### Passage source:
□ □ □ □ □ □ □

C’est cette dure situation que doit affronter Tekleab, demandeur d’asile d’Erythrée qui a échappé à un service militaire d’une vie entière et qui est arrivé en Israël en 2011. Aujourd’hui, il réside dans le quartier Tikva, au sud de Tel Aviv, avec son épouse et leur fille qui vient de naître.

Il travaillait comme cuisinier dans un café mais il a été renvoyé il y a trois semaines lorsque l’établissement a fermé ses portes. « Ma femme n’a pas non plus de travail pour le moment et cette situation nous fait peur », explique-t-il. « D’un côté, je veux chercher un nouveau travail parce que j’ai besoin d’argent. Mais de l’autre côté, j’ai peur d’être exposé au virus et de mettre potentiellement ma famille en danger si je trouve un emploi », souligne-t-il.

Tekleab indique que l’incertitude de son avenir est « terrifiante. Je n’ai pas eu mon dernier salaire et je ne sais pas comment on va faire. Ma propriétaire m’a appelé l’autre jour et elle m’a demandé si je pourrais payer le loyer, et je lui ai répondu que je n’étais pas sûr. Si ça continue, on va avoir de gros problèmes », dit-il.

Des cas comme celui de Tekleab, avertit Ehrenthal, seront majoritaires dans quelques semaines.

« Si le gouvernement n’intervient pas rapidement, on va assister à une catastrophe humanitaire », affirme-t-elle.

« Nous estimons que dans très peu de temps, de nombreuses familles de demandeurs d’asile vont se retrouver à la rue, mendiant pour avoir de l’argent, la faim au ventre. Et nous recevons déjà des appels téléphoniques de personnes propriétaires d’appartements loués par des demandeurs d’asile et qui nous disent que ‘nous devons les jeter dehors’. »

Son organisation distribue des bons de manière à ce que ceux qui en ont besoin puissent acheter des produits alimentaires de base. Elle fournit également des aides financières et psychologiques, avec le renfort de travailleurs sociaux spécialement formés et de psychologues bénévoles.

« De nombreux migrants ont survécu aux tortures dans le Sinaï alors qu’ils venaient en Israël et ils souffrent encore des conséquences des traumatismes extrêmes qu’ils ont été amenés à vivre. La situation actuelle aggrave cet état mental problématique. S’il n’y a pas de changement immédiat, je prévois une dégradation supplémentaire de leur état psychologique », avertit Ehrenthal.

□ □ □ □ □ □ □

### Données affichées:
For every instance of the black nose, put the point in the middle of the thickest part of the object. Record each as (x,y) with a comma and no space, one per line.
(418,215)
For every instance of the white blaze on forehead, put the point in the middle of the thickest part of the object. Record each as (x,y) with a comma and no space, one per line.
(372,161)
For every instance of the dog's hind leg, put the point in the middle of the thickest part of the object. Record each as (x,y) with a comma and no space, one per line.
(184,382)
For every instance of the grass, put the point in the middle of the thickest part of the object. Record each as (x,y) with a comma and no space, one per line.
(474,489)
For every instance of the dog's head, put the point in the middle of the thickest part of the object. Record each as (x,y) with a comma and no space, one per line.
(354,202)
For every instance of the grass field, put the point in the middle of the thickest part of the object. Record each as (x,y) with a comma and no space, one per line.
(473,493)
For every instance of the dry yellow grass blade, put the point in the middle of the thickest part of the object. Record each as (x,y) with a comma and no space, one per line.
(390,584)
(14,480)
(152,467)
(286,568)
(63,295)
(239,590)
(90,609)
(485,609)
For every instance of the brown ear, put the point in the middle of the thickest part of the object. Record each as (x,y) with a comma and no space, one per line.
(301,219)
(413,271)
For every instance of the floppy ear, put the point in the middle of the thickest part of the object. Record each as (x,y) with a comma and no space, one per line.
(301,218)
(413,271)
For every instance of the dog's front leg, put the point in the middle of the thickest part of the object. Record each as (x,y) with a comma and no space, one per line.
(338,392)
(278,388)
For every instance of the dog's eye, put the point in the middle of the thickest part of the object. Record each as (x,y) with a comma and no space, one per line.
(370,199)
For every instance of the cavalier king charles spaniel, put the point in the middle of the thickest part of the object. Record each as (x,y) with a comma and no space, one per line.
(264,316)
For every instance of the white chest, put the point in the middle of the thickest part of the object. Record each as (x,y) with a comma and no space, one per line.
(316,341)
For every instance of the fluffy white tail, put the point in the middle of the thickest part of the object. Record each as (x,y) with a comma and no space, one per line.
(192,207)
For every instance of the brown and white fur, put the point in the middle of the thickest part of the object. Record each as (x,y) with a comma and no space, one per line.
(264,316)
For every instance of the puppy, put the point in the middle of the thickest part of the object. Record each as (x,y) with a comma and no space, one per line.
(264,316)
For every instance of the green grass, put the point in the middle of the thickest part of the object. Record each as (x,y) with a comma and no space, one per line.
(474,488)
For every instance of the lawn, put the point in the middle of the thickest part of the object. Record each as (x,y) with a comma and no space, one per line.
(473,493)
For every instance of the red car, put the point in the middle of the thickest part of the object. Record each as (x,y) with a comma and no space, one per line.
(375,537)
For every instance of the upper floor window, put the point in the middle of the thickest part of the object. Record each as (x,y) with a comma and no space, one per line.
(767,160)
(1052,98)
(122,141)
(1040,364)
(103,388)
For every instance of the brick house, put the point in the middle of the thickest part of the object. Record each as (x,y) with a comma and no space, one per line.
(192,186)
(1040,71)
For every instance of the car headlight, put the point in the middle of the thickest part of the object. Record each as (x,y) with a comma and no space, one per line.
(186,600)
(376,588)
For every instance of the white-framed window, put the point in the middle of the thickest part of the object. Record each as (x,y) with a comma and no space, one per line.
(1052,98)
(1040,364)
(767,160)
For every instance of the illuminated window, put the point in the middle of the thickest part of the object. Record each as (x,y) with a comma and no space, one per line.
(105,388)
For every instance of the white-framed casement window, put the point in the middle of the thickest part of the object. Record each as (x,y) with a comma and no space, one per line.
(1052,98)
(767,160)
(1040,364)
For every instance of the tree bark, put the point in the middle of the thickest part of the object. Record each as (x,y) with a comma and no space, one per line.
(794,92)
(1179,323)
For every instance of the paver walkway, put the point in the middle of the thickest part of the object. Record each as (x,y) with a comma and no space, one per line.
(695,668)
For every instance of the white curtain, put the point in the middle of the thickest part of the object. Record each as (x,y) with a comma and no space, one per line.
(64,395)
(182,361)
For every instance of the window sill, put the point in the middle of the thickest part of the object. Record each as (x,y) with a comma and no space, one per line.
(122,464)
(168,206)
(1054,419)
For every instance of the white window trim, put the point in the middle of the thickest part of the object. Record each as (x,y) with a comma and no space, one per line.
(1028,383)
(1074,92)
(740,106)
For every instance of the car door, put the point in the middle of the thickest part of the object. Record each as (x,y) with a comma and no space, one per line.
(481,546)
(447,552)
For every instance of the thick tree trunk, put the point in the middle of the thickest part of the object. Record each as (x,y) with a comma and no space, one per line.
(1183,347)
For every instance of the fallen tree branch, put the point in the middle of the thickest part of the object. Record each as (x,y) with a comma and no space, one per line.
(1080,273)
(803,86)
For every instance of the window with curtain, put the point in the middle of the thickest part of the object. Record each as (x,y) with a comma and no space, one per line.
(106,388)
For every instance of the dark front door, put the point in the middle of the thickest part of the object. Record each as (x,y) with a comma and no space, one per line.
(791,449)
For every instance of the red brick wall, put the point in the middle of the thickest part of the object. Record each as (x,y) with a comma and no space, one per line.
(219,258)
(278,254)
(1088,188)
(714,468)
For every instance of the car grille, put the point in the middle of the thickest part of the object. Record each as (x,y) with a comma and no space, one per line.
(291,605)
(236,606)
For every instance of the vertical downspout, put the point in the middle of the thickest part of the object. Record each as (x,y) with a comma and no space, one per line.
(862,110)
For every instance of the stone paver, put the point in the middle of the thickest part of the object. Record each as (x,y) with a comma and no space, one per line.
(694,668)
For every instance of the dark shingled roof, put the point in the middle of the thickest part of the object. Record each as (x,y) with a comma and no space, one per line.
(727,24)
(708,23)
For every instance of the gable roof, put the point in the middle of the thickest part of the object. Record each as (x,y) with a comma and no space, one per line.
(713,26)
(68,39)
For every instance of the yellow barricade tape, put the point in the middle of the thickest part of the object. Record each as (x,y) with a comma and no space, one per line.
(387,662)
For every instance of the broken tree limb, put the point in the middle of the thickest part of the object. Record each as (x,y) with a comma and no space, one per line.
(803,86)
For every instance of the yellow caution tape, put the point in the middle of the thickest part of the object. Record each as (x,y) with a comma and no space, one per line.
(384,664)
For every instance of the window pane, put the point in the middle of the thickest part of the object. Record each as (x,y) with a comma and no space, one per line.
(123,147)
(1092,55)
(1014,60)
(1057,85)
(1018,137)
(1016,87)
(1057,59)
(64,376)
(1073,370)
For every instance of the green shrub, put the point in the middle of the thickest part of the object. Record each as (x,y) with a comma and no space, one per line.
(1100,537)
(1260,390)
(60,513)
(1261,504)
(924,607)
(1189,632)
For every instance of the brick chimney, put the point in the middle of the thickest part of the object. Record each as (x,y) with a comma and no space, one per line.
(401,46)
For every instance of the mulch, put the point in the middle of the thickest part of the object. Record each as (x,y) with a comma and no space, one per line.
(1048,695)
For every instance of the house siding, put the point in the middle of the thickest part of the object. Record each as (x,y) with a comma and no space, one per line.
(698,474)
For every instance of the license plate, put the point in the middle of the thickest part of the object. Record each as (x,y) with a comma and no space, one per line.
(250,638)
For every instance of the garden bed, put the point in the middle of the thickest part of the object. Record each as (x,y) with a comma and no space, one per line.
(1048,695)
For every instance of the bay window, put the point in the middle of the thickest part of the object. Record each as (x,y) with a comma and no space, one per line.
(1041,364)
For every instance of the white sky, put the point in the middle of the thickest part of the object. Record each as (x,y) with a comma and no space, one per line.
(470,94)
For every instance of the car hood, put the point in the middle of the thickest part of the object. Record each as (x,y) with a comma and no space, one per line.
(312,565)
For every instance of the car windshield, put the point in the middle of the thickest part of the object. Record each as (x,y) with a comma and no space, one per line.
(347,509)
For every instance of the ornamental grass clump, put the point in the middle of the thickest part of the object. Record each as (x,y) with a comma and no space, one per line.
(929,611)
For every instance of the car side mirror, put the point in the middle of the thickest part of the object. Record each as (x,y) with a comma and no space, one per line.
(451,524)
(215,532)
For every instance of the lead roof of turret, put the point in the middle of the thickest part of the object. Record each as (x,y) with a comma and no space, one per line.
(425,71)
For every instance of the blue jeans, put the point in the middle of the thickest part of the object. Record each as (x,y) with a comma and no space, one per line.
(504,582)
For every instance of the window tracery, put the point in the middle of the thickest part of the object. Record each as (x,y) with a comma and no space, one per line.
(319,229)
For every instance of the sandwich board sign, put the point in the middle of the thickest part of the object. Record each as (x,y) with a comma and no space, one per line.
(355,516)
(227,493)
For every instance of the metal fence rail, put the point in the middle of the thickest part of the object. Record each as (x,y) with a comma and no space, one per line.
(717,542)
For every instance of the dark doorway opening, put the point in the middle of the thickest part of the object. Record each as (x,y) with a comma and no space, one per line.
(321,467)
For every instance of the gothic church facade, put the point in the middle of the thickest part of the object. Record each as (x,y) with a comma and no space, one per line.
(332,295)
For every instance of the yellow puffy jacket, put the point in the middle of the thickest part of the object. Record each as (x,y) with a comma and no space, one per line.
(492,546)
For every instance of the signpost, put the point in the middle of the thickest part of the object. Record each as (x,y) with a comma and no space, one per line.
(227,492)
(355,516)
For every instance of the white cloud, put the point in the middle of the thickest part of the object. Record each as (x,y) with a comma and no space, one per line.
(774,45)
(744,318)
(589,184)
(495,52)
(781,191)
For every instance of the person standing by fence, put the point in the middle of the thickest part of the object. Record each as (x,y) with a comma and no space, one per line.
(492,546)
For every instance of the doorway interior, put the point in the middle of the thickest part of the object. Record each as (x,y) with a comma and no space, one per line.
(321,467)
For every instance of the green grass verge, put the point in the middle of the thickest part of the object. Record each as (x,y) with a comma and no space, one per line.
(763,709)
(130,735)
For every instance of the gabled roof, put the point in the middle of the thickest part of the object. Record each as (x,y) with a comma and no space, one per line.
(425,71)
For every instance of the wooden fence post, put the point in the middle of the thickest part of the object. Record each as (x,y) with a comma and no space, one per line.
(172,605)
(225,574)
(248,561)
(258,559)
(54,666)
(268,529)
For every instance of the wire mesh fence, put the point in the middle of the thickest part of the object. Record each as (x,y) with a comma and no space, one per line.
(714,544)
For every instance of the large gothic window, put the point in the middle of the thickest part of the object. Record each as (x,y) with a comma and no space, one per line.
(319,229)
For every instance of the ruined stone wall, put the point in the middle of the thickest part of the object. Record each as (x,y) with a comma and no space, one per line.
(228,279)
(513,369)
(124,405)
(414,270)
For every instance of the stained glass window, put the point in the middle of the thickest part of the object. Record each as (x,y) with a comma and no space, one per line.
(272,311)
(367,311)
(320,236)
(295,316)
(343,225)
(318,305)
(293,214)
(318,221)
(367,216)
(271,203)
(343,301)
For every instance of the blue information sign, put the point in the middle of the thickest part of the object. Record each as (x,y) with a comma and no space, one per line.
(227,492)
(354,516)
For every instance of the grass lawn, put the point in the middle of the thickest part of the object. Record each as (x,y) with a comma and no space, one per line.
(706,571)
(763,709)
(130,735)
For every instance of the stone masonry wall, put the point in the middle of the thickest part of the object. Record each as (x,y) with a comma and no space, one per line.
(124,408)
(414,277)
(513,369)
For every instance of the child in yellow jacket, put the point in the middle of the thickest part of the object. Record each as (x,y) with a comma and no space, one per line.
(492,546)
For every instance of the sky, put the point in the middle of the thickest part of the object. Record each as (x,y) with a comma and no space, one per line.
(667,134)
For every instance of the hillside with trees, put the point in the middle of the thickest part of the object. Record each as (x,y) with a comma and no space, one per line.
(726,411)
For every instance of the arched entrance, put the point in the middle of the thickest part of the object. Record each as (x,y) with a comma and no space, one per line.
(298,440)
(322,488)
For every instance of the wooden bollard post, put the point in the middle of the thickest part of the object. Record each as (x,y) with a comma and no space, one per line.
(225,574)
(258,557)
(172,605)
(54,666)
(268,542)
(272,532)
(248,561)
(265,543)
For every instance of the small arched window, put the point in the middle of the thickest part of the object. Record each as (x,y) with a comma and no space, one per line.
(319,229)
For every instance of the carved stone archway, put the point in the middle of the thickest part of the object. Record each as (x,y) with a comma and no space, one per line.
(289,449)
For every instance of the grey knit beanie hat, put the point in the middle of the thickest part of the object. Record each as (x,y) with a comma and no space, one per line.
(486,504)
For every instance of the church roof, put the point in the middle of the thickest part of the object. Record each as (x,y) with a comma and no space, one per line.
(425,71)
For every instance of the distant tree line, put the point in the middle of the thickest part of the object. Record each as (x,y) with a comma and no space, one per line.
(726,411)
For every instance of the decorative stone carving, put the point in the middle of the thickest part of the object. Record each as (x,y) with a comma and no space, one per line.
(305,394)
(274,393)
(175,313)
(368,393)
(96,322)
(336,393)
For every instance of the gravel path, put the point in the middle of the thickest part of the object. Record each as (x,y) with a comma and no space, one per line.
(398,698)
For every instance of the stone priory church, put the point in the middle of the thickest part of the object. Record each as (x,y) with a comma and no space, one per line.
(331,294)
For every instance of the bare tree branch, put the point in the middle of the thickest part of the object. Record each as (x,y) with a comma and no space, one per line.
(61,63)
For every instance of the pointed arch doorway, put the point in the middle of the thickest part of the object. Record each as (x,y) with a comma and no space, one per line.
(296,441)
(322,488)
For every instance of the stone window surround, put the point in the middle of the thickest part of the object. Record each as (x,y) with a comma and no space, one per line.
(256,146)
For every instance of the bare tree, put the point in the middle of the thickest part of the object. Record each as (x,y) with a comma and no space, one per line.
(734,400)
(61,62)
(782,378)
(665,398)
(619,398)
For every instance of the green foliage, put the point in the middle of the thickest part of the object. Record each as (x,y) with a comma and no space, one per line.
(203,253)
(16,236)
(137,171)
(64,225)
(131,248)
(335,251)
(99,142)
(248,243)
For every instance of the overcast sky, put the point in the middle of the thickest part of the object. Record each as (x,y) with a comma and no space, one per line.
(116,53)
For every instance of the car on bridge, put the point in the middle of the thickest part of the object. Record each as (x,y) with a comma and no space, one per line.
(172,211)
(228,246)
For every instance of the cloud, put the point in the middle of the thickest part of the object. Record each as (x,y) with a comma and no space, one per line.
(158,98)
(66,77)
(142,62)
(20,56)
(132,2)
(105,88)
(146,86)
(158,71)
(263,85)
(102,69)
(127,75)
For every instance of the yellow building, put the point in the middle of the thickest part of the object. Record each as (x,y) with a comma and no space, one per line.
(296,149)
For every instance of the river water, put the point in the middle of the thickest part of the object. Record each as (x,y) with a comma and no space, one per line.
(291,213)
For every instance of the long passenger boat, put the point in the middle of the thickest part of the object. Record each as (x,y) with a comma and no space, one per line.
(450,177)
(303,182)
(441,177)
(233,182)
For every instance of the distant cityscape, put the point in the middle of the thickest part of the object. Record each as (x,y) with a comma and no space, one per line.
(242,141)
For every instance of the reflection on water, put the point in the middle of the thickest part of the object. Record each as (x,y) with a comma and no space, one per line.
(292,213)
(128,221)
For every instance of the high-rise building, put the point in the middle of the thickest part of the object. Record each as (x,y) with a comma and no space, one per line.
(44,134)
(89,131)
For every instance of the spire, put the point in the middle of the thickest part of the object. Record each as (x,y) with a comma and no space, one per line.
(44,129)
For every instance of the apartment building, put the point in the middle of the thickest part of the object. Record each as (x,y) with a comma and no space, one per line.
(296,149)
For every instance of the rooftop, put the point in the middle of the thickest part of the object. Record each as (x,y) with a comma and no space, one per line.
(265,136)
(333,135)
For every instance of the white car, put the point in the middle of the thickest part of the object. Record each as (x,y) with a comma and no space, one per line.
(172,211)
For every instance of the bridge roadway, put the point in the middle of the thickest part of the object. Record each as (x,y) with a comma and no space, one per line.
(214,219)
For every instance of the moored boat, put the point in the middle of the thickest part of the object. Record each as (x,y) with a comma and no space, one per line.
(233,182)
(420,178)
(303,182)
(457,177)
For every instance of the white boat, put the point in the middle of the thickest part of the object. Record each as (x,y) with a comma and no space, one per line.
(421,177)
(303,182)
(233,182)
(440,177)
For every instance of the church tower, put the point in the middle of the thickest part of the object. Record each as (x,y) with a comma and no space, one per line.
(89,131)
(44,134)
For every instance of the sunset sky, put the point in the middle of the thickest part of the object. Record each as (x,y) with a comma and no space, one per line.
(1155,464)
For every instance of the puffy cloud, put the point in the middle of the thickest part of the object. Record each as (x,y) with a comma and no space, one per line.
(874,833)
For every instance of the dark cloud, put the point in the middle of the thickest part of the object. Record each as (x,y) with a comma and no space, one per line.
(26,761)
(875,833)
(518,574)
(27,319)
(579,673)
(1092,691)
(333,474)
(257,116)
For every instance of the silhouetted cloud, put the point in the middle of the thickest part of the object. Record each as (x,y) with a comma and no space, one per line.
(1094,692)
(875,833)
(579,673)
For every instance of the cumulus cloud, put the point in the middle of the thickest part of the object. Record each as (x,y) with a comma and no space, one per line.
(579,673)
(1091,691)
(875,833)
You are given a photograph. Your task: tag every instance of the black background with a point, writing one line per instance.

□ □ □ □ □ □ □

### Consignes de travail:
(1) Selon le passage source, quel emploi Tekleab occupait-il avant d'être renvoyé ?
(2) Recopiez le passage source entre « Son organisation distribue » et « de psychologues bénévoles. », bornes incluses.
Les enregistrements forment un matériau indépendant du passage source.

### Corrigé des exercices:
(1) Il était cuisinier dans un café.

(2)
Son organisation distribue des bons de manière à ce que ceux qui en ont besoin puissent acheter des produits alimentaires de base. Elle fournit également des aides financières et psychologiques, avec le renfort de travailleurs sociaux spécialement formés et de psychologues bénévoles.